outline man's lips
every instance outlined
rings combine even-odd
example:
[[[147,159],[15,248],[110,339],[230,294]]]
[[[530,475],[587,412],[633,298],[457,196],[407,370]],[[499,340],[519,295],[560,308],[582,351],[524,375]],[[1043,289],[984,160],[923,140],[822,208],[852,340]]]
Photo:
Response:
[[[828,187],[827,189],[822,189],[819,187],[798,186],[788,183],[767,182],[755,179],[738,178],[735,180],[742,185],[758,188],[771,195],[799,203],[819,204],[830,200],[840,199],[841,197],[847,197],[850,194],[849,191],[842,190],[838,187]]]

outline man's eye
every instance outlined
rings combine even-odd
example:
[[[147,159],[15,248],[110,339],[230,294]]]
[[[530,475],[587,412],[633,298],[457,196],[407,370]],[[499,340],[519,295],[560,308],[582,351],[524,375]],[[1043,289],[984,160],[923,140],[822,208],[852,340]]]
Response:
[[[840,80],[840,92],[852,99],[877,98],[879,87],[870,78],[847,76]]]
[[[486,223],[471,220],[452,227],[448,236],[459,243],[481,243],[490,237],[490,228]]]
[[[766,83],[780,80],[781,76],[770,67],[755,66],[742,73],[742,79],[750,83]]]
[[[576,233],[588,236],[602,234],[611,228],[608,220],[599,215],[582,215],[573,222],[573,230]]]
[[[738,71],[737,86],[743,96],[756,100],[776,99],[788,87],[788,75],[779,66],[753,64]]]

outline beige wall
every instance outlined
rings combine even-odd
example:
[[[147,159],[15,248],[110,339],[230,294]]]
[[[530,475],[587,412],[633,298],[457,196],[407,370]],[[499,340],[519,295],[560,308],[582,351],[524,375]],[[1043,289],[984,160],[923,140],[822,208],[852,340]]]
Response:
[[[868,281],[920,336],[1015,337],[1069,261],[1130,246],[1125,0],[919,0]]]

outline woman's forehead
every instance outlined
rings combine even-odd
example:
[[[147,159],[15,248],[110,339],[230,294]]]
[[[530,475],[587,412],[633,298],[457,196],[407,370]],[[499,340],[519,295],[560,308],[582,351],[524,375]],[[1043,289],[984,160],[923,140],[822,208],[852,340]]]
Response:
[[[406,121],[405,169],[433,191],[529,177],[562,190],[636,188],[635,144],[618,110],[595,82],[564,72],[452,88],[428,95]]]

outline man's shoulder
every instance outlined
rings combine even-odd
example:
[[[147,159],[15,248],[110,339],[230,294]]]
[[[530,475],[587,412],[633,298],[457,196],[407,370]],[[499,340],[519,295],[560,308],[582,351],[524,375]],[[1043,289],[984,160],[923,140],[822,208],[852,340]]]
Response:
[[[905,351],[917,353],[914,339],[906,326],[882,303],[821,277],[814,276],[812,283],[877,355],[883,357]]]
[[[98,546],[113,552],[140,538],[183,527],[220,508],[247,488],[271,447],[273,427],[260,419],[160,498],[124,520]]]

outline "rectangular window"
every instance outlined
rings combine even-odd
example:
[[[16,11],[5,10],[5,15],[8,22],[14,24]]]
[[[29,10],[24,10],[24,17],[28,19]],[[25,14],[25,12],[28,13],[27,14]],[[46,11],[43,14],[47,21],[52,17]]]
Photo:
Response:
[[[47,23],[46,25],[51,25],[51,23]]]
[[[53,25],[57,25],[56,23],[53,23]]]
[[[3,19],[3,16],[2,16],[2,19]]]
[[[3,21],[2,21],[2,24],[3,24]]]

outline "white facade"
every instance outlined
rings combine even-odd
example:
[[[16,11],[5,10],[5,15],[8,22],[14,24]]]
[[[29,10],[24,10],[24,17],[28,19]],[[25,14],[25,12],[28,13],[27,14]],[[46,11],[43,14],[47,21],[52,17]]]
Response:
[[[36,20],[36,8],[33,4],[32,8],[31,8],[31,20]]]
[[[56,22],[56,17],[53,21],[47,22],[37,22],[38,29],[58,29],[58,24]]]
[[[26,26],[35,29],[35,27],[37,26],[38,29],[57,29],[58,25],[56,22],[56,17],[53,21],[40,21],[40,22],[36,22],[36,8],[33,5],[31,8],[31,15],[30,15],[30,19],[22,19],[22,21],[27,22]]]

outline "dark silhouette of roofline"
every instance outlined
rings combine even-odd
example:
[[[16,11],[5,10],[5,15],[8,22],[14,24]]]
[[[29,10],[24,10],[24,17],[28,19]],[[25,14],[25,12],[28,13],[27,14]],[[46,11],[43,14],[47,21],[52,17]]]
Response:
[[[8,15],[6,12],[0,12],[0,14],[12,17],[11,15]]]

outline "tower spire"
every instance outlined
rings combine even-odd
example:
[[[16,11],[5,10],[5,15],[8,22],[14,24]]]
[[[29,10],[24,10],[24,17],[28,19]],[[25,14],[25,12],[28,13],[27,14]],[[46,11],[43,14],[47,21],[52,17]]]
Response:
◆ ◆ ◆ ◆ ◆ ◆ ◆
→ **What you need to do**
Please reproduce every line shown above, exactly as written.

→ **Response area**
outline man's lips
every instance outlined
rings combine even-odd
example:
[[[147,159],[15,248],[110,339],[230,294]]]
[[[530,475],[587,412],[633,298],[457,196],[407,370]],[[499,340],[519,295],[560,308],[582,351],[524,375]],[[1043,289],[984,160],[923,140],[822,208],[852,340]]]
Photo:
Response:
[[[828,187],[827,189],[822,189],[819,187],[798,186],[788,183],[767,182],[755,179],[738,178],[735,180],[742,185],[758,188],[771,195],[799,203],[819,204],[830,200],[840,199],[841,197],[847,197],[850,194],[849,191],[842,190],[838,187]]]

outline man's eye
every instance outlined
rings combine even-odd
example:
[[[147,159],[15,248],[110,339],[230,294]]]
[[[530,475],[587,412],[633,298],[457,196],[407,370]],[[499,340],[519,295],[560,308],[582,351],[524,375]],[[1043,289],[984,160],[923,140],[822,208],[852,340]]]
Response:
[[[840,80],[840,92],[852,99],[877,98],[879,87],[870,78],[847,76]]]
[[[486,223],[471,220],[452,227],[448,236],[459,243],[481,243],[490,237],[490,228]]]
[[[766,83],[780,80],[781,76],[770,67],[755,66],[742,73],[742,79],[750,83]]]
[[[576,233],[588,236],[602,234],[611,228],[608,220],[599,215],[582,215],[573,222],[573,230]]]
[[[738,71],[737,86],[743,96],[756,100],[776,99],[788,87],[788,75],[779,66],[753,64]]]

outline beige wall
every instance outlined
rings combine even-odd
example:
[[[147,159],[15,248],[110,339],[230,294]]]
[[[530,475],[587,412],[633,298],[457,196],[407,370]],[[499,340],[519,295],[560,308],[582,351],[524,375]],[[1043,289],[984,160],[923,140],[822,208],[852,340]]]
Response:
[[[868,281],[920,336],[1015,337],[1069,261],[1130,246],[1125,0],[919,0]]]

outline woman's forehead
every instance outlined
rings combine even-odd
example:
[[[147,159],[15,248],[110,339],[230,294]]]
[[[530,475],[587,412],[633,298],[457,196],[407,370]],[[499,340],[519,295],[560,308],[582,351],[524,375]],[[1043,289],[984,160],[923,140],[822,208],[852,340]]]
Response:
[[[406,121],[405,169],[433,191],[529,177],[562,190],[636,188],[635,144],[618,110],[595,82],[564,72],[452,88],[428,95]]]

outline man's shoulder
every instance outlined
rings combine even-odd
example:
[[[147,159],[15,248],[110,339],[230,294]]]
[[[530,475],[587,412],[633,298],[457,196],[407,370]],[[499,340],[519,295],[560,308],[582,351],[524,375]],[[1043,289],[984,160],[923,140],[822,208],[852,340]]]
Response:
[[[905,351],[917,353],[914,339],[906,326],[882,303],[821,277],[814,276],[812,283],[877,355],[883,357]]]
[[[98,546],[113,552],[140,538],[183,527],[220,508],[247,488],[271,447],[273,427],[260,419],[160,498],[124,520]]]

outline "rectangular window"
every instance outlined
rings combine even-odd
example:
[[[16,11],[5,10],[5,15],[8,22],[14,24]]]
[[[29,10],[24,10],[24,17],[28,19]],[[25,14],[25,12],[28,13],[27,14]],[[46,11],[43,14],[47,21],[52,17]]]
Photo:
Response:
[[[47,23],[46,25],[51,25],[51,23]]]
[[[53,25],[57,25],[56,23],[53,23]]]
[[[3,19],[3,16],[2,16],[2,19]]]
[[[3,21],[2,21],[2,24],[3,24]]]

outline "white facade"
every instance outlined
rings combine even-odd
example:
[[[16,11],[5,10],[5,15],[8,22],[14,24]]]
[[[29,10],[24,10],[24,17],[28,19]],[[25,14],[25,12],[28,13],[27,14]],[[46,11],[43,14],[47,21],[52,17]]]
Response:
[[[36,20],[36,8],[33,4],[32,8],[31,8],[31,20]]]
[[[56,22],[56,17],[53,21],[47,22],[37,22],[38,29],[58,29],[58,24]]]
[[[26,26],[35,29],[35,27],[37,26],[38,29],[57,29],[58,25],[56,22],[56,17],[53,21],[40,21],[40,22],[36,22],[36,8],[33,5],[31,8],[31,15],[30,15],[30,19],[22,19],[22,21],[27,22]]]

outline "dark silhouette of roofline"
every instance outlined
rings combine even-odd
example:
[[[16,11],[5,10],[5,15],[8,22],[14,24]]]
[[[29,10],[24,10],[24,17],[28,19]],[[25,14],[25,12],[28,13],[27,14]],[[46,11],[43,14],[47,21],[52,17]]]
Response:
[[[8,15],[6,12],[0,12],[0,14],[12,17],[11,15]]]

outline "tower spire"
every instance outlined
rings combine even-odd
example:
[[[16,11],[5,10],[5,15],[8,22],[14,24]]]
[[[29,10],[24,10],[24,17],[28,19]],[[25,14],[25,12],[28,13],[27,14]],[[46,11],[43,14],[47,21],[52,17]]]
Response:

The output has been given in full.